#### Stored items
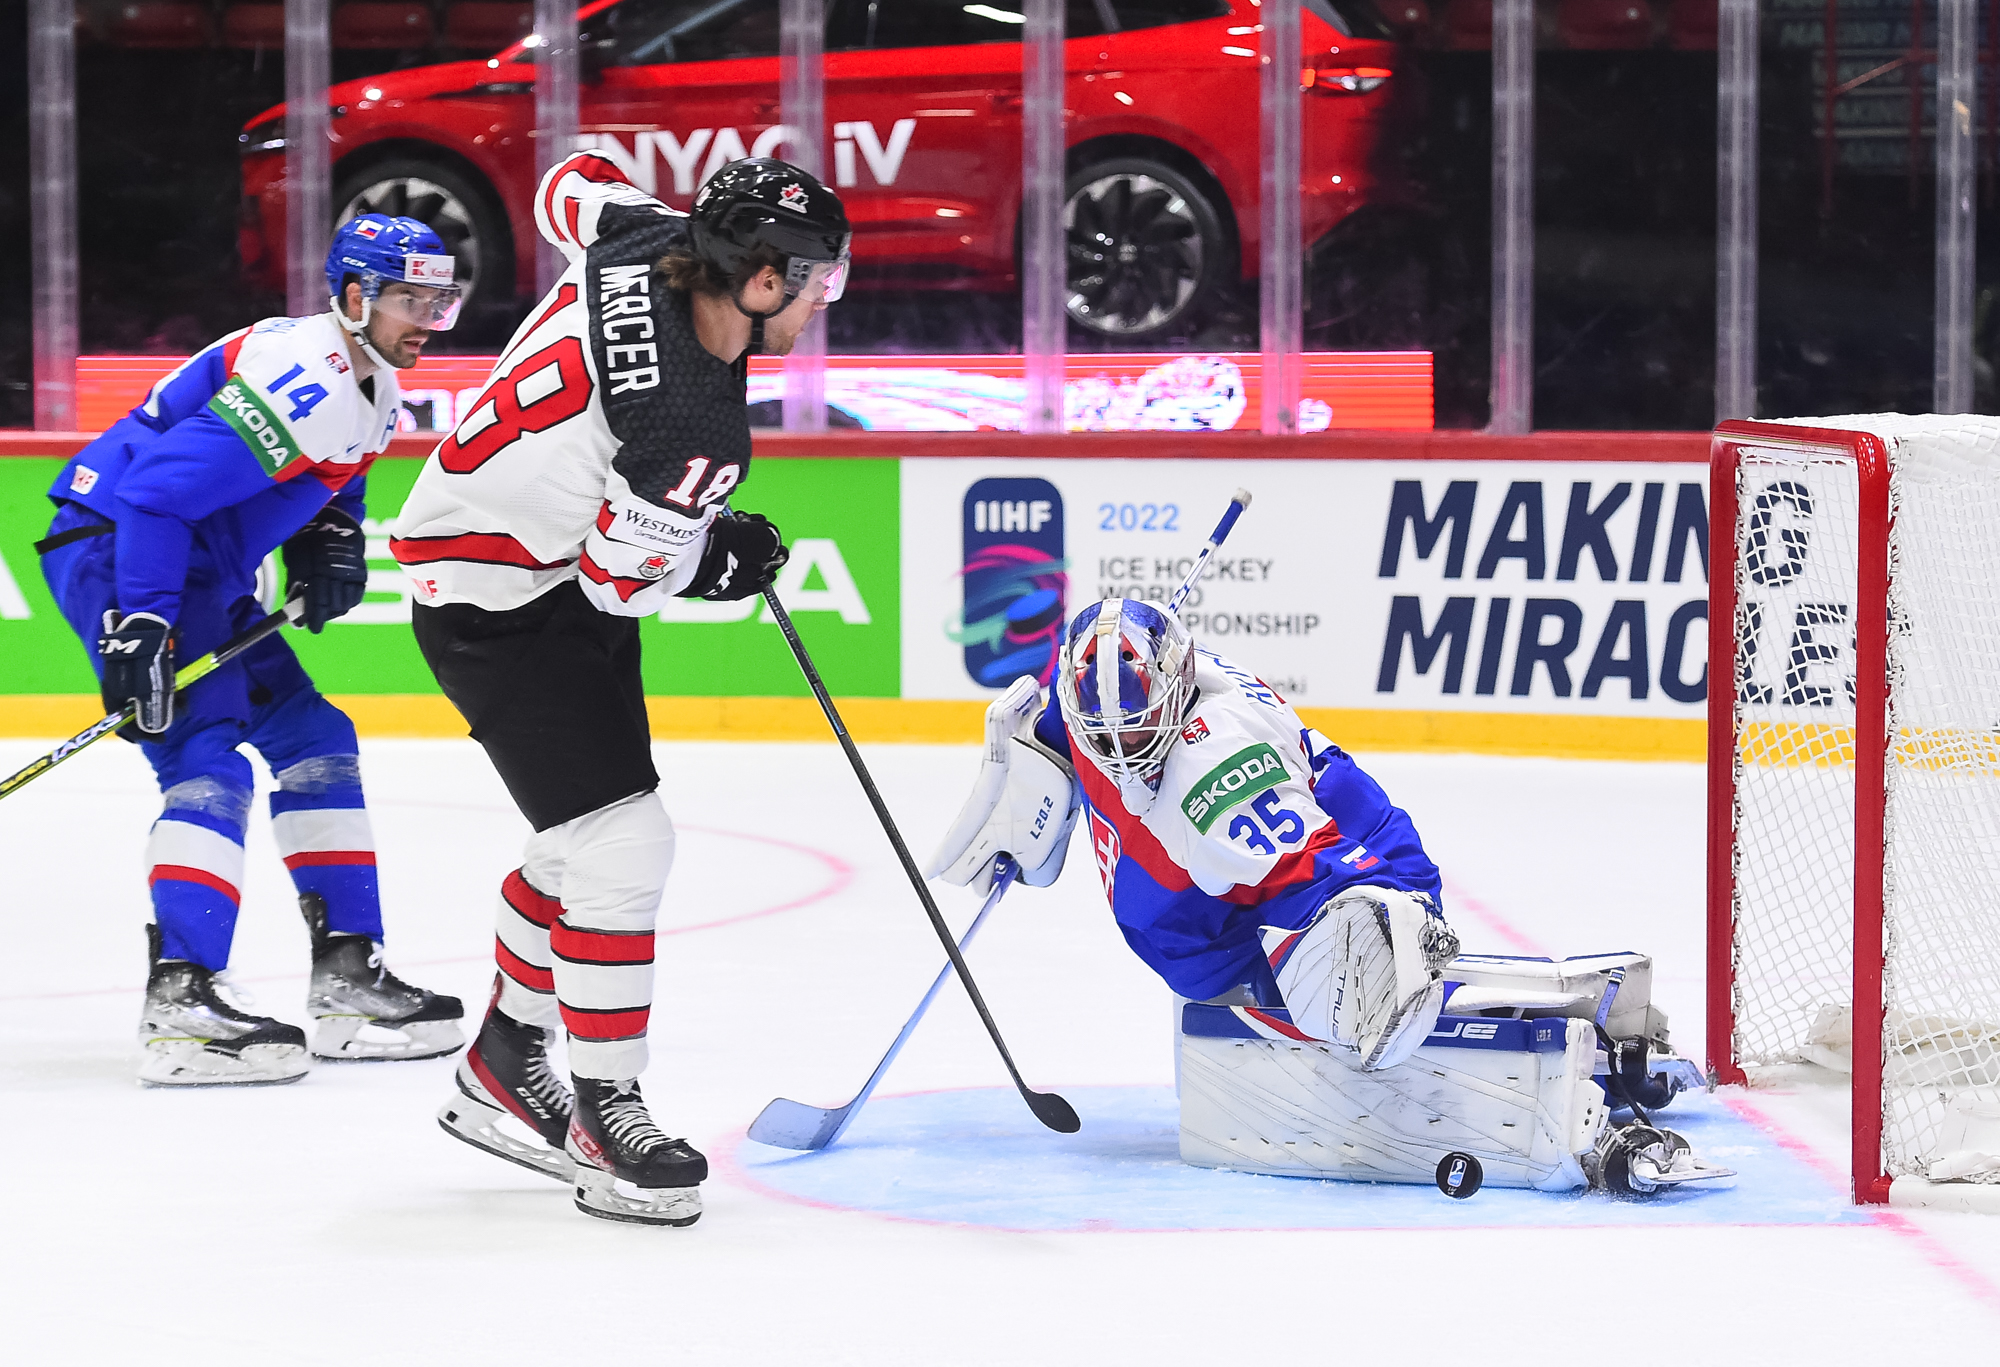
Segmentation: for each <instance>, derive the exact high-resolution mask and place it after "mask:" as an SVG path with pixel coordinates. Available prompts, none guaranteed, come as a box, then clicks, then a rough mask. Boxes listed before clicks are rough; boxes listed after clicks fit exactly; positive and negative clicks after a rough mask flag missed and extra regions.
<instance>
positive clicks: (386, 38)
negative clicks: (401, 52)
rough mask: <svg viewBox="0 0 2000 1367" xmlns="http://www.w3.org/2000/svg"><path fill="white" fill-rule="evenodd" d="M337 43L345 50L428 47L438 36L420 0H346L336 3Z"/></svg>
mask: <svg viewBox="0 0 2000 1367" xmlns="http://www.w3.org/2000/svg"><path fill="white" fill-rule="evenodd" d="M332 28H334V46H336V48H346V50H350V52H352V50H378V52H380V50H402V48H428V46H430V40H432V38H436V36H438V28H436V22H434V20H432V18H430V6H428V4H420V0H346V4H338V6H334V22H332Z"/></svg>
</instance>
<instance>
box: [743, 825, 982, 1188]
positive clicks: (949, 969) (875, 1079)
mask: <svg viewBox="0 0 2000 1367" xmlns="http://www.w3.org/2000/svg"><path fill="white" fill-rule="evenodd" d="M1014 873H1018V869H1016V867H1014V861H1012V859H1010V857H1006V855H1000V859H998V863H996V865H994V889H992V891H990V893H986V905H982V907H980V913H978V915H976V917H972V925H968V927H966V933H964V935H962V937H960V939H958V951H960V953H964V949H966V945H970V943H972V937H974V935H978V933H980V925H984V923H986V913H988V911H992V909H994V907H998V905H1000V897H1002V895H1004V893H1006V889H1008V887H1010V885H1012V883H1014ZM950 975H952V963H950V961H946V963H944V967H942V969H940V971H938V977H936V979H934V981H932V983H930V991H926V993H924V999H922V1001H918V1003H916V1011H912V1013H910V1019H908V1021H904V1023H902V1033H898V1035H896V1043H892V1045H890V1047H888V1053H884V1055H882V1061H880V1063H876V1071H872V1073H868V1081H864V1083H862V1089H860V1091H858V1093H856V1095H854V1099H852V1101H848V1103H846V1105H836V1107H830V1109H828V1107H818V1105H806V1103H804V1101H788V1099H784V1097H778V1099H774V1101H772V1103H770V1105H766V1107H764V1109H762V1111H758V1117H756V1119H754V1121H752V1123H750V1137H752V1139H756V1141H758V1143H768V1145H772V1147H778V1149H806V1151H812V1149H824V1147H826V1145H830V1143H832V1141H834V1139H838V1137H840V1135H842V1133H844V1131H846V1127H848V1125H852V1123H854V1117H856V1115H858V1113H860V1109H862V1107H864V1105H868V1097H870V1095H874V1089H876V1083H878V1081H882V1073H886V1071H888V1065H890V1063H894V1061H896V1055H898V1053H902V1045H904V1043H908V1039H910V1035H912V1033H914V1031H916V1023H918V1021H920V1019H924V1011H928V1009H930V1003H932V1001H934V999H936V995H938V991H940V989H942V987H944V983H946V979H948V977H950Z"/></svg>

#### Exercise objective
Please reproduce every line of the records above verbatim, leaving out the pictures.

#### Task solution
Segmentation: for each <instance>, derive the exact high-resolution mask and place it after "mask:" as an SVG path with pixel coordinates. Available prompts, none guaranteed, come as a box, then clicks, then a rough mask. Boxes listed before clicks are rough; boxes listed after clicks fit exactly; positive and negative clicks after a rough mask flag missed and extra regions.
<instance>
positive clicks: (386, 38)
negative clicks: (401, 52)
rough mask: <svg viewBox="0 0 2000 1367" xmlns="http://www.w3.org/2000/svg"><path fill="white" fill-rule="evenodd" d="M337 43L345 50L428 47L438 36L420 0H346L336 3Z"/></svg>
mask: <svg viewBox="0 0 2000 1367" xmlns="http://www.w3.org/2000/svg"><path fill="white" fill-rule="evenodd" d="M332 28H334V46H336V48H346V50H350V52H352V50H378V52H380V50H402V48H428V46H430V40H432V38H436V36H438V28H436V22H434V20H432V18H430V6H428V4H420V0H346V4H338V6H334V22H332Z"/></svg>
</instance>
<instance>
box: [743, 825, 982, 1188]
positive clicks: (949, 969) (875, 1079)
mask: <svg viewBox="0 0 2000 1367" xmlns="http://www.w3.org/2000/svg"><path fill="white" fill-rule="evenodd" d="M1014 873H1018V869H1016V867H1014V861H1012V859H1010V857H1006V855H1000V859H998V863H996V865H994V889H992V891H990V893H986V905H982V907H980V913H978V915H976V917H972V925H968V927H966V933H964V935H962V937H960V939H958V951H960V953H964V949H966V945H970V943H972V937H974V935H978V933H980V925H984V923H986V913H988V911H992V909H994V907H998V905H1000V897H1002V895H1004V893H1006V889H1008V887H1010V885H1012V883H1014ZM950 975H952V963H950V961H946V963H944V967H942V969H940V971H938V977H936V979H934V981H932V983H930V991H926V993H924V999H922V1001H918V1003H916V1011H912V1013H910V1019H908V1021H904V1023H902V1033H898V1035H896V1043H892V1045H890V1047H888V1053H884V1055H882V1061H880V1063H876V1071H872V1073H868V1081H864V1083H862V1089H860V1091H858V1093H856V1095H854V1099H852V1101H848V1103H846V1105H836V1107H830V1109H828V1107H818V1105H806V1103H804V1101H788V1099H784V1097H778V1099H774V1101H772V1103H770V1105H766V1107H764V1109H762V1111H758V1117H756V1119H754V1121H752V1123H750V1137H752V1139H756V1141H758V1143H768V1145H772V1147H778V1149H806V1151H812V1149H824V1147H826V1145H830V1143H832V1141H834V1139H838V1137H840V1135H842V1133H844V1131H846V1127H848V1125H852V1123H854V1117H856V1115H858V1113H860V1109H862V1107H864V1105H868V1097H870V1095H874V1089H876V1083H878V1081H882V1073H886V1071H888V1065H890V1063H894V1061H896V1055H898V1053H902V1045H904V1043H908V1039H910V1035H912V1033H914V1031H916V1023H918V1021H920V1019H924V1011H928V1009H930V1003H932V1001H934V999H936V995H938V991H940V989H942V987H944V983H946V979H948V977H950Z"/></svg>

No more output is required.